▶ **Exercises**:
**A.** Summarize the book review in two sentences.
**B.** List every editor of the book discussed in the book review.
**C.** Copy the stretch of the book review from "Many readers will" through "Commonwealth in 1963.".

▶ **Passage provided**:
══════
The British Empire Library


The Iconography Of Independence: Freedoms At Midnight

edited by Robert Holland, Susan Williams and Terry Barringer


Courtesy of OSPA


A H M Kirk-Greene {Nigeria 1950-65)
Those readers who, like many of us, blink three times, think twice, and then gulp once when they come across terms like 'iconography', need have no fear about this splendid book. After all, the word "Independence" in the title will reassure the many members who were involved in the process of colonial self-government, while the subtitle Freedoms at Midnight is likely to strike a chord, recalling the defining moment described by Prime Minister Jawaharlal Nehru just before India's Independence Day on 15 August 1947, immortalizing the concept of the "stroke of the midnight hour".

When I first read the contributions presented at the conference held at the Institute of Commonwealth Studies in June 2007, it immediately occurred to me that here was superb material for an important and enjoyable book. The guest editors of the special issue of The Round Table, the Commonwealth Journal of International Affairs, in October 2008, clearly had the same idea. Now they have not only brought together the eight papers presented in The Round Table, but have filled a major gap in the journal's Special Issue by adding a fine study of Malaya's Merdeka Day (31 August 1957) by A J Stockwell.

Six chapters recall and review the 'midnight hour' of British territories around the globe, forming India and Pakistan, Ghana, Guyana, Zimbabwe and Malaya. These narrative country studies of independence are placed in context with a parallel pair of exceptionally good wider studies of the experience that made up the 'midnight hour'. Independence Day Ceremonials in Historical Perspective by David Cannadine and Independence Day and the Crown by as a post-war chronological table of independence. To these must be added an admirable overview by the three editors, who conclude that insofar as there might be a model for the celebration of independence from Britain, it would be India in 1947 and Hong Kong forty years later, together "the most carefully planned and the most spectacular". They must also be congratulated on the very helpful abstracts of each chapter, at pp vii-viii.

Many readers will search for an account of or references to the 'midnight hour' experience of their own territory. Yet however territorially patriotic one may be, nobody should miss the two wider chapters by Cannadine and Murphy. Indeed, those OSPA members who may have considered answering Brian Stewart's call in the Overseas Pensioner (No 97) for memoirs of Coronation celebrations (though I am sorry to hear that it will not now be realised) would be interested to read Murphy's survey as well as consulting their own diaries and letters. Hopefully they also saw last year's extensive TV programme on the royal tour of the Commonwealth in 1963.
══════
▶ **Stored records**:
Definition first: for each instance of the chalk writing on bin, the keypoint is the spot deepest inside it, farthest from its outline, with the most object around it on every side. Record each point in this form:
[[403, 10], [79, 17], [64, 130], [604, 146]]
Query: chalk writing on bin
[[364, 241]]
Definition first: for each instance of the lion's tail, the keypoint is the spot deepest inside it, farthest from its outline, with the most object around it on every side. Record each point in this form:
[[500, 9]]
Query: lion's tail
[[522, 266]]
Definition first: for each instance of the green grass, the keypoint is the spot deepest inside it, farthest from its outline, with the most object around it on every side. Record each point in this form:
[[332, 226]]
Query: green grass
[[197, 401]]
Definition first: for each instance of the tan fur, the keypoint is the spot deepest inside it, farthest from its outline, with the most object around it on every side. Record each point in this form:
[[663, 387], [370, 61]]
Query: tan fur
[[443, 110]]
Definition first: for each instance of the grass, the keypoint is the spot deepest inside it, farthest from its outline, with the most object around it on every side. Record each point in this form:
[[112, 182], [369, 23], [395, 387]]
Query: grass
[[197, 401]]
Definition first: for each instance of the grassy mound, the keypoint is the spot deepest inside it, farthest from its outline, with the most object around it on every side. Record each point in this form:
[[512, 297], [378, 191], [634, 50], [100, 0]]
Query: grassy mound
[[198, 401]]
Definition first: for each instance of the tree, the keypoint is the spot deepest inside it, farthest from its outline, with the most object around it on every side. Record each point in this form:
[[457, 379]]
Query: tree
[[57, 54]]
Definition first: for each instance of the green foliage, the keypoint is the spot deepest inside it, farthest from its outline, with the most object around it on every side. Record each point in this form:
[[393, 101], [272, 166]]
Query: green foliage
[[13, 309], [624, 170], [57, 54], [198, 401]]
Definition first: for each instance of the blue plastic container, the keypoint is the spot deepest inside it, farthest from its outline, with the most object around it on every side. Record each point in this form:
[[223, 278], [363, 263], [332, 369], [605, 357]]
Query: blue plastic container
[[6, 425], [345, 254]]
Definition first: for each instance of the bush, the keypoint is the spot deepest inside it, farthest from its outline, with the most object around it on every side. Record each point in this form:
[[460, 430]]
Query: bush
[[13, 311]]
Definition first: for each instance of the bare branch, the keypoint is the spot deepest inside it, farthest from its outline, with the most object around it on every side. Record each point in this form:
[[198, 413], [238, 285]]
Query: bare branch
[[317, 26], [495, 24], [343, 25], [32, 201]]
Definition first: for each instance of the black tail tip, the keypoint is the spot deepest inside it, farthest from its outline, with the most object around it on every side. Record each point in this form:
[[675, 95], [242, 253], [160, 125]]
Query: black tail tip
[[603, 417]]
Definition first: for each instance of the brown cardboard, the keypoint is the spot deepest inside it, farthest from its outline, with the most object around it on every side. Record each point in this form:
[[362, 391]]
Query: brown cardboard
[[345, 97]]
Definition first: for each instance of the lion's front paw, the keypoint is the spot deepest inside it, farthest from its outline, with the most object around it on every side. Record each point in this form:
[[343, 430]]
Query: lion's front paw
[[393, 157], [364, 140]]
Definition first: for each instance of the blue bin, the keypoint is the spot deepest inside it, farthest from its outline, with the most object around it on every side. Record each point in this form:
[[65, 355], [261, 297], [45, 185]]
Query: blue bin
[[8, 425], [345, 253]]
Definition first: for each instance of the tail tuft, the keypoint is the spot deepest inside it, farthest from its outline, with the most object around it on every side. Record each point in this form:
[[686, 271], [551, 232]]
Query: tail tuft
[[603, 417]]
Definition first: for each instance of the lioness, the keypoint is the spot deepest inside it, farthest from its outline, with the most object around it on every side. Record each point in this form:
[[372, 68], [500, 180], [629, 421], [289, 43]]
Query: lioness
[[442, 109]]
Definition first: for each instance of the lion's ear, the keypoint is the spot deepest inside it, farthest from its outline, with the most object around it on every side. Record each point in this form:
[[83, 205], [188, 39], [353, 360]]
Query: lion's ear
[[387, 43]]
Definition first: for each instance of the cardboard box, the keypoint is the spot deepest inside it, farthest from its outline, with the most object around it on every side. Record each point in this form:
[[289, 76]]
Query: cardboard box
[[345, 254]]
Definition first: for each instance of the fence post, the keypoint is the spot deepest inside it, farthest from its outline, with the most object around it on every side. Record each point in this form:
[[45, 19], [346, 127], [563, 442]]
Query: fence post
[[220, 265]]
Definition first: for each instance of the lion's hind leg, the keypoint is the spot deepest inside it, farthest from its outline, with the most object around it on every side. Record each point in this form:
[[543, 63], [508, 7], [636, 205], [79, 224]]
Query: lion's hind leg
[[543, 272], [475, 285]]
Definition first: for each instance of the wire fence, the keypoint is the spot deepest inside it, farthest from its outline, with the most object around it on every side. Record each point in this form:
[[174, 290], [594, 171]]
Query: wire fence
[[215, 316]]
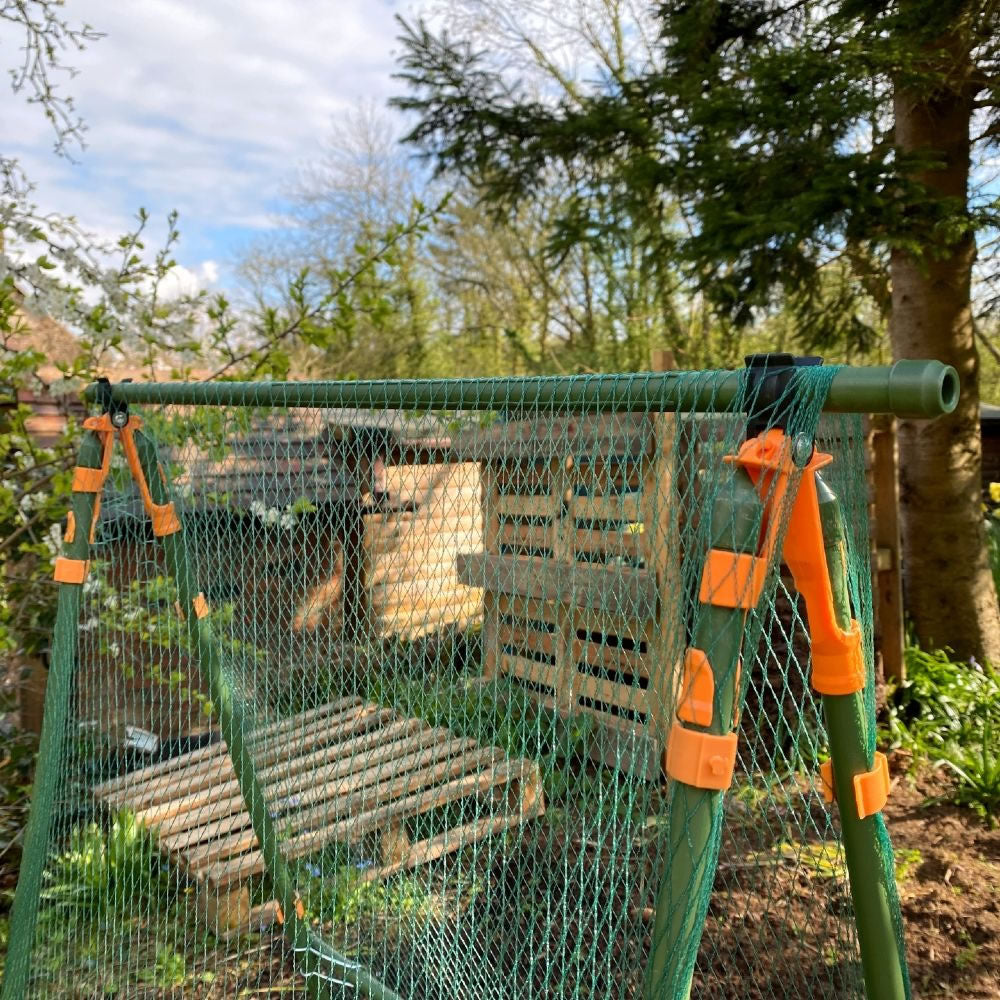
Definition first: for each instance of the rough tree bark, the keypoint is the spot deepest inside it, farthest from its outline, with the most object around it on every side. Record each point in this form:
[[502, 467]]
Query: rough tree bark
[[948, 586]]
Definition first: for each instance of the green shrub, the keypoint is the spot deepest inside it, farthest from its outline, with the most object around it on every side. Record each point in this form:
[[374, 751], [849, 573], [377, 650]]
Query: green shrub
[[947, 713]]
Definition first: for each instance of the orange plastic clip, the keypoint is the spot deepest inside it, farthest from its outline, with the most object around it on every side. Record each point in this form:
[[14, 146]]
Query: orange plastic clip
[[732, 579], [826, 786], [838, 661], [871, 788], [697, 689], [702, 760], [163, 516], [70, 570]]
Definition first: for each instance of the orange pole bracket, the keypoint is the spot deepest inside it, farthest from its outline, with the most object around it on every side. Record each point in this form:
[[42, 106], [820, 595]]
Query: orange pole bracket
[[702, 760], [837, 656], [871, 788], [164, 516]]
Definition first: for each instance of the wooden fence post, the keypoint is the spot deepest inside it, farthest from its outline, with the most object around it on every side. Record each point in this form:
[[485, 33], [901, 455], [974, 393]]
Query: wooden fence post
[[662, 552], [888, 590]]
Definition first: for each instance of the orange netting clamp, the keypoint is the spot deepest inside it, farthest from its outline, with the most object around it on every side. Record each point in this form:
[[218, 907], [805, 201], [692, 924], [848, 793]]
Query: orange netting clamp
[[701, 760], [838, 659], [697, 696], [70, 570], [163, 516], [732, 579], [871, 788]]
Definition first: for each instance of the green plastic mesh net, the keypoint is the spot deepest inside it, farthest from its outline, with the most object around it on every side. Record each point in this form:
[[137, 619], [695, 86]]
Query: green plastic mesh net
[[389, 714]]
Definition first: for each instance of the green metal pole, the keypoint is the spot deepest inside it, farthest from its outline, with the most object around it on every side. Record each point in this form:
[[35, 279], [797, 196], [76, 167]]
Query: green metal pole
[[327, 972], [866, 843], [694, 816], [58, 694], [907, 389]]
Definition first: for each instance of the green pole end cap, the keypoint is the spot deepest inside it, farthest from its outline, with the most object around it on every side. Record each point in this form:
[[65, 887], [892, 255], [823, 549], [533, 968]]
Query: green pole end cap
[[922, 389]]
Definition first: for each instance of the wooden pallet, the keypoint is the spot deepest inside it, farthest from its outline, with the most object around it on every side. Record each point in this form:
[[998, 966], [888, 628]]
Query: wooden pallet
[[342, 772], [580, 572]]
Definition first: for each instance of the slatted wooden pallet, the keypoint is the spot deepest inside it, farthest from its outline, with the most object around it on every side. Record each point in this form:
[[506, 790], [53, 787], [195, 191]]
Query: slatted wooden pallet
[[579, 568], [338, 773]]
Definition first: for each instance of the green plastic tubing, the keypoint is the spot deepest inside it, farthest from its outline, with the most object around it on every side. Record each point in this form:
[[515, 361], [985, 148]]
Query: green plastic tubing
[[866, 844], [906, 389], [694, 817], [328, 973], [58, 691]]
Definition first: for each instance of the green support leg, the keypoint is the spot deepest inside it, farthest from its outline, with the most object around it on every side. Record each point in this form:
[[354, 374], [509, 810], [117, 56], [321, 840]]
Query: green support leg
[[866, 841], [328, 973], [694, 817], [58, 693]]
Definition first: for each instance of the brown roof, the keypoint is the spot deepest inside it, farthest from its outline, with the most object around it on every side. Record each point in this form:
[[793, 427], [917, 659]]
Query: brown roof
[[47, 336]]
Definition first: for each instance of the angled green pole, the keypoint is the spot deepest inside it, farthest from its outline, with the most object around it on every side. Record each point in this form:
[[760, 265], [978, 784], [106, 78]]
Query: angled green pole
[[58, 697], [867, 849], [328, 973], [694, 815]]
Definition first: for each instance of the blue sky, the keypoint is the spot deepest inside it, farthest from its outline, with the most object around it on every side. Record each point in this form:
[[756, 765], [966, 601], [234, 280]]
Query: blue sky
[[208, 107]]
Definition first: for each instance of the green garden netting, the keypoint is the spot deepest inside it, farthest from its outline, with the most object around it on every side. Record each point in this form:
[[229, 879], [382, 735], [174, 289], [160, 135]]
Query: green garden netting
[[388, 714]]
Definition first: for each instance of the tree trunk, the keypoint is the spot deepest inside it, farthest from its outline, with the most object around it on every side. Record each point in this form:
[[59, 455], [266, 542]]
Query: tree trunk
[[948, 585]]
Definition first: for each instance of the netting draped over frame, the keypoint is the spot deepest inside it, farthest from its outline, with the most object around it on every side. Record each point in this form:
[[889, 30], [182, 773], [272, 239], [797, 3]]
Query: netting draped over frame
[[455, 642]]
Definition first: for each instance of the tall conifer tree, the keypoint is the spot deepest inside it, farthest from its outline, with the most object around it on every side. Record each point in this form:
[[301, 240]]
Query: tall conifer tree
[[800, 137]]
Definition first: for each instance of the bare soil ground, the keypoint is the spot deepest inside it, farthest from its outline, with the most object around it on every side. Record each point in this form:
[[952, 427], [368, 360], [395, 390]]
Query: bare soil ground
[[948, 863], [949, 884]]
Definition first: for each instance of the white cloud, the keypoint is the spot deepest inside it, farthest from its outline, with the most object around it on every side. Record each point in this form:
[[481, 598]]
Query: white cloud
[[206, 108]]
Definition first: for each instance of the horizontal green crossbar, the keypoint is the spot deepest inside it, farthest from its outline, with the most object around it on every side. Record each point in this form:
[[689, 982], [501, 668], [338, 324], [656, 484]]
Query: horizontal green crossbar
[[907, 389]]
══════
▶ **Outputs**:
**A.** The review describes a book, edited by Robert Holland, Susan Williams and Terry Barringer, that brings together eight papers from a special issue of The Round Table and adds a study of Malaya's Merdeka Day by A J Stockwell. Its country chapters on the 'midnight hour' of independence in British territories are set beside two wider studies by Cannadine and Murphy, which the reviewer says nobody should miss.

**B.**
Robert Holland
Susan Williams
Terry Barringer

**C.**
Many readers will search for an account of or references to the 'midnight hour' experience of their own territory. Yet however territorially patriotic one may be, nobody should miss the two wider chapters by Cannadine and Murphy. Indeed, those OSPA members who may have considered answering Brian Stewart's call in the Overseas Pensioner (No 97) for memoirs of Coronation celebrations (though I am sorry to hear that it will not now be realised) would be interested to read Murphy's survey as well as consulting their own diaries and letters. Hopefully they also saw last year's extensive TV programme on the royal tour of the Commonwealth in 1963.